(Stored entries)
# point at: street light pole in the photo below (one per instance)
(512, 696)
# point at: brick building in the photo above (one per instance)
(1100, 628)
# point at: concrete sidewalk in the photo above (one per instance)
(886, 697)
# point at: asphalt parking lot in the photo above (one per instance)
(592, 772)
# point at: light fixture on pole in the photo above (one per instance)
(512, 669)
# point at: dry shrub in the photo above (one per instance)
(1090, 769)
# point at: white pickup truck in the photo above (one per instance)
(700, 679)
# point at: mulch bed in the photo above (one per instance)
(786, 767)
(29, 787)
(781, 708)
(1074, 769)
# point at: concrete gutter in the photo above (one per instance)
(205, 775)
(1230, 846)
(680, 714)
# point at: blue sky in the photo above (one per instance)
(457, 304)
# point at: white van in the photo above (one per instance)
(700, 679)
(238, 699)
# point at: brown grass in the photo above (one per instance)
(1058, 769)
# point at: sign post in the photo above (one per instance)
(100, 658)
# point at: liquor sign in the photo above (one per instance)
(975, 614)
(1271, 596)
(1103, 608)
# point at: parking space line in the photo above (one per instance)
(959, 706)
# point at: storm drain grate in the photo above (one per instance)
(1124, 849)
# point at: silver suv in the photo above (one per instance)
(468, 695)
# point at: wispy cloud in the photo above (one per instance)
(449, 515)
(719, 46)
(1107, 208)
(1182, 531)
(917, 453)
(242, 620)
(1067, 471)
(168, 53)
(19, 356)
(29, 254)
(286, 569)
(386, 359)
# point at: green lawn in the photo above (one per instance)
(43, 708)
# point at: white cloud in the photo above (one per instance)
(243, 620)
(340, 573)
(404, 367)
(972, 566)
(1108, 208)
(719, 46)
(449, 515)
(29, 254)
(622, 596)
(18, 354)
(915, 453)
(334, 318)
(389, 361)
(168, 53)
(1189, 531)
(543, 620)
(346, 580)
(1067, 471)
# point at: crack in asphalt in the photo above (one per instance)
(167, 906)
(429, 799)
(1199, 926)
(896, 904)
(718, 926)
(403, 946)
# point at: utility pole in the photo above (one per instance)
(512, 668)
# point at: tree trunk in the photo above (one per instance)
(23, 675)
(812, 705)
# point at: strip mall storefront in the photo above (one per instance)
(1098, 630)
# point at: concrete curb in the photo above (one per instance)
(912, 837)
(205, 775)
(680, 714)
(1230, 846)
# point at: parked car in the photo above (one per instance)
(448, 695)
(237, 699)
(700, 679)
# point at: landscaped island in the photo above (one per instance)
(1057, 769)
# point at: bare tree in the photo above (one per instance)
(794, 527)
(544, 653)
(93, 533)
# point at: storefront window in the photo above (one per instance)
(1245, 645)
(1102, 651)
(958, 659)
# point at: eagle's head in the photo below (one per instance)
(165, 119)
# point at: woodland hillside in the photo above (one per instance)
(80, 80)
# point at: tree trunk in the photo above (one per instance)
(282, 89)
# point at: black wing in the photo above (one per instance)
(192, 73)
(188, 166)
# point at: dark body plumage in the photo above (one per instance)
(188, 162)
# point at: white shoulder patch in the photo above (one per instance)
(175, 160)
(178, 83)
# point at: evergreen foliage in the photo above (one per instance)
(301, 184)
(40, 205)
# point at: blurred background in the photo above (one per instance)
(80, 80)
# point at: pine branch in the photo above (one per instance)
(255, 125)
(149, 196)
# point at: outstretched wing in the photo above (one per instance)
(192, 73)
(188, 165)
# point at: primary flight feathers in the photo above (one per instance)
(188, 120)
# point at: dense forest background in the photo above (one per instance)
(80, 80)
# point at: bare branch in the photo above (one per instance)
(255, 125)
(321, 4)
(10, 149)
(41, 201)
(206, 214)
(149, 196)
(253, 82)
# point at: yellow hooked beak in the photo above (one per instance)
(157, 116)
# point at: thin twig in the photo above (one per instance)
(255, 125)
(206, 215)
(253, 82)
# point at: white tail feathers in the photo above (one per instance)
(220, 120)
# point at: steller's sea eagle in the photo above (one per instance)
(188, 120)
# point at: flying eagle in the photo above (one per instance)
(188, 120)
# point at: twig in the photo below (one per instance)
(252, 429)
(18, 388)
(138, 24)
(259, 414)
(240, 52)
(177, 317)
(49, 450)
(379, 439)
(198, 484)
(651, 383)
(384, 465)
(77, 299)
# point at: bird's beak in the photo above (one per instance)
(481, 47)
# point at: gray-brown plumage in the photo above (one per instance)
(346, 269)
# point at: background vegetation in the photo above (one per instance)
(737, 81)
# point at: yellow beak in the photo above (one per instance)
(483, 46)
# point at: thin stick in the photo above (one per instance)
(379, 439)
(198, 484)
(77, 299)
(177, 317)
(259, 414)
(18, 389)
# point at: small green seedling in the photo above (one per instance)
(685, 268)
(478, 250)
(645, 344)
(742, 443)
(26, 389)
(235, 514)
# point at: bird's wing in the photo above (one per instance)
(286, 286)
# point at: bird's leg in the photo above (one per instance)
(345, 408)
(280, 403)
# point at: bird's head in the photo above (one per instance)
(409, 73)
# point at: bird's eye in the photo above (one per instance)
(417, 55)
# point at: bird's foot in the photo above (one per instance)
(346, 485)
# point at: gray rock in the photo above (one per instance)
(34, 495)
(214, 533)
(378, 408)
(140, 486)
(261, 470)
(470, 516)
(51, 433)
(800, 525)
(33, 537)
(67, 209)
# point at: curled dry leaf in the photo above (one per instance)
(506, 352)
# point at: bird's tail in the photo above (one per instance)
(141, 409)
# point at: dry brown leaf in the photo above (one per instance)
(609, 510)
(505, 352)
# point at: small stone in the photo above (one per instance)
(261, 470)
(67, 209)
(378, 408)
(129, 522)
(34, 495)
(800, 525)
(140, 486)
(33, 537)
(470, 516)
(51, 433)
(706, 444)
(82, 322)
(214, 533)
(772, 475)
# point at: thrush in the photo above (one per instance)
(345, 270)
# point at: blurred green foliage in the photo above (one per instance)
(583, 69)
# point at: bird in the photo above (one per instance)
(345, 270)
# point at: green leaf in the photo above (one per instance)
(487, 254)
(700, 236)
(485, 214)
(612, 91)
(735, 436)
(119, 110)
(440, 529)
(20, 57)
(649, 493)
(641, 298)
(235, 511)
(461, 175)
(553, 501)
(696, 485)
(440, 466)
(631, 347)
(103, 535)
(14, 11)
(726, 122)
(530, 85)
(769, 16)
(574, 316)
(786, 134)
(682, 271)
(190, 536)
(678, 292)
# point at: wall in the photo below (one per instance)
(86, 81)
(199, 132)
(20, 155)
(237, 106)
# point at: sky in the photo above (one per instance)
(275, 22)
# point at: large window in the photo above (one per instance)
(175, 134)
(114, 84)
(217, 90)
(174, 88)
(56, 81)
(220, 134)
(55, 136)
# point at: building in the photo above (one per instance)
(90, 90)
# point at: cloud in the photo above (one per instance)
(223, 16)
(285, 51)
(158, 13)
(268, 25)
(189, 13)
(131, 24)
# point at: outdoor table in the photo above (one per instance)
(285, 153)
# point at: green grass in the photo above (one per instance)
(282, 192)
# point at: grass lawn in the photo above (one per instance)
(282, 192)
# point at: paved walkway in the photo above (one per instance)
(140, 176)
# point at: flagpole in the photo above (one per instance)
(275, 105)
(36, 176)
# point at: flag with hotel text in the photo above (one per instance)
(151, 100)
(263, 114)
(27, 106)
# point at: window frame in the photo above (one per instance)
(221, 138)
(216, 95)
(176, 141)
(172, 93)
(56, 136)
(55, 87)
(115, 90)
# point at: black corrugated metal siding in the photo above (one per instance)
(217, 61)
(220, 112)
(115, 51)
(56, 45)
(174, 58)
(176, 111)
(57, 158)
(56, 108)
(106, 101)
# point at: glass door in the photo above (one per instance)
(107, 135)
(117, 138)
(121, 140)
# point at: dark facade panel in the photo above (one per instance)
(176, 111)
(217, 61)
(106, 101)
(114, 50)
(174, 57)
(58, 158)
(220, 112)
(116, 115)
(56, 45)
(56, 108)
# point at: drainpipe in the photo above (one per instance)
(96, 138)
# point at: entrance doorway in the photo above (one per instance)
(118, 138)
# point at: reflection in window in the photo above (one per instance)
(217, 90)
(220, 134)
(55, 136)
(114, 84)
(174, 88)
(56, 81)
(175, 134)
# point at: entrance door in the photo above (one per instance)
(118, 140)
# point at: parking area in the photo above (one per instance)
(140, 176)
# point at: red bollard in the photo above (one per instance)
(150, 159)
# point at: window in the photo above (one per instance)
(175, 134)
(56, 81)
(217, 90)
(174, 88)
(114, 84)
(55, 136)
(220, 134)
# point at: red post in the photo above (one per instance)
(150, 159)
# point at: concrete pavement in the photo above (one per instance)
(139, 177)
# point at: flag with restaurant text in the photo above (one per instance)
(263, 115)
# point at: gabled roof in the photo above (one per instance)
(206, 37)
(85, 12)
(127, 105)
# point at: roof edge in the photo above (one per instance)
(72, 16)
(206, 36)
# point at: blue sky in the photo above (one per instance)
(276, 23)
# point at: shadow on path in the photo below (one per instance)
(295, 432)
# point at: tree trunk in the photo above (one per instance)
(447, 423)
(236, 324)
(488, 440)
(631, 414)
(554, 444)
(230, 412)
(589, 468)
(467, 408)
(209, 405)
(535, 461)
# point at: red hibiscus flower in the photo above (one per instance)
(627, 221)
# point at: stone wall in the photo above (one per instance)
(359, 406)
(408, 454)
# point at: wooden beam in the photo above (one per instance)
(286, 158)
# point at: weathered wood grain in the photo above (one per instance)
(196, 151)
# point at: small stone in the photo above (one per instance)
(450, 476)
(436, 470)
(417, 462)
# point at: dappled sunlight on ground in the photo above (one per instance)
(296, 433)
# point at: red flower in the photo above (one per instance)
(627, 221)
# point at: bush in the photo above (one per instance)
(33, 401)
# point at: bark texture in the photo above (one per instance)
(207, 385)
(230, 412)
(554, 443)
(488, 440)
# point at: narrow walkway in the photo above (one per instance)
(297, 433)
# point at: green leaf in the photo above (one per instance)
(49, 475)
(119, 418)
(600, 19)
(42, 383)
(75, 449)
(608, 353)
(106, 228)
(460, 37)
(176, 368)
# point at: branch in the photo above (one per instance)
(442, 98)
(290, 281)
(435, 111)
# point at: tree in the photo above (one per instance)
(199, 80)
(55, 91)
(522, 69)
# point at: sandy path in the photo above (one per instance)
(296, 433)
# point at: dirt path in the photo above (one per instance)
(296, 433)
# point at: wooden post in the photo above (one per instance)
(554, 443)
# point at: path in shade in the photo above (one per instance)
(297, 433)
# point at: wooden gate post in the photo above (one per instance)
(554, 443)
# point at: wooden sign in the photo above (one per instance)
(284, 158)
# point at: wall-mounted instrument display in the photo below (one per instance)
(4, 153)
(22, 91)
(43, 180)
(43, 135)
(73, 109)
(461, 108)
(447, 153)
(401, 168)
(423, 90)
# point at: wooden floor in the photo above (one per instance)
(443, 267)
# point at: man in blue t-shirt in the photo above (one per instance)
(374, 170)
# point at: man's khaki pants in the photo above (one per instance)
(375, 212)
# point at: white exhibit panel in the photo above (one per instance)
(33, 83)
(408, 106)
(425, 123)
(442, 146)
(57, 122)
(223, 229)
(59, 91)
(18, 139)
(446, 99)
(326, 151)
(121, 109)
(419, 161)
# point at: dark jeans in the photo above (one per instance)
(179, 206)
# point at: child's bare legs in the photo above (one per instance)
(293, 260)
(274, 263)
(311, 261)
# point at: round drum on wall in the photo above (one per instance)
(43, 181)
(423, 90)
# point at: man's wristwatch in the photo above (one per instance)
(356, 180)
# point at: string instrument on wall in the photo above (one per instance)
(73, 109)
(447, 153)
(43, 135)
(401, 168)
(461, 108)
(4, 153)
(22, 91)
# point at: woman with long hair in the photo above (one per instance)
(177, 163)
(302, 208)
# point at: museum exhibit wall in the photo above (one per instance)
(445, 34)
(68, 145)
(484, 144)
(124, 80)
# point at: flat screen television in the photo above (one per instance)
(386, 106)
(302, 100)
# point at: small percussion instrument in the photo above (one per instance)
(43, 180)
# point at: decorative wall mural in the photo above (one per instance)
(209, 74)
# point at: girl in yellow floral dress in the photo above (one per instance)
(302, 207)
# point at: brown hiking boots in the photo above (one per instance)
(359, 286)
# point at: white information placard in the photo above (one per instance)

### About this task:
The result should consist solely of the lines from the one that contains "# point at: white exhibit" to the last line of the records above, reproduced exactly.

### Answer for this exercise:
# point at: white exhibit panel in the photo above (one per instance)
(33, 83)
(408, 106)
(425, 123)
(442, 146)
(57, 122)
(223, 229)
(59, 91)
(18, 139)
(446, 99)
(326, 151)
(121, 109)
(419, 161)
# point at: dark jeans in the photo above (one per instance)
(179, 206)
# point at: child's bare legs in the photo above (one per instance)
(293, 260)
(274, 263)
(311, 261)
# point at: round drum on wall in the photo above (one per instance)
(43, 181)
(423, 90)
# point at: man's wristwatch in the photo above (one per instance)
(356, 180)
# point at: string instrument on wall in the photo above (one per instance)
(73, 109)
(447, 153)
(43, 135)
(401, 168)
(461, 108)
(4, 153)
(22, 91)
# point at: woman with long hair in the photo above (one per instance)
(177, 163)
(302, 208)
# point at: museum exhibit wall in the photo above (one per instance)
(445, 34)
(68, 145)
(484, 144)
(124, 80)
# point at: flat screen television in the photo above (one per instance)
(386, 106)
(302, 100)
# point at: small percussion instrument in the photo above (one per instance)
(43, 180)
# point at: decorative wall mural in the photo above (one per instance)
(209, 74)
# point at: girl in yellow floral dress in the photo above (one per instance)
(302, 207)
# point at: brown hiking boots in the photo above (one per instance)
(359, 286)
# point at: white information placard in the photo above (one per instance)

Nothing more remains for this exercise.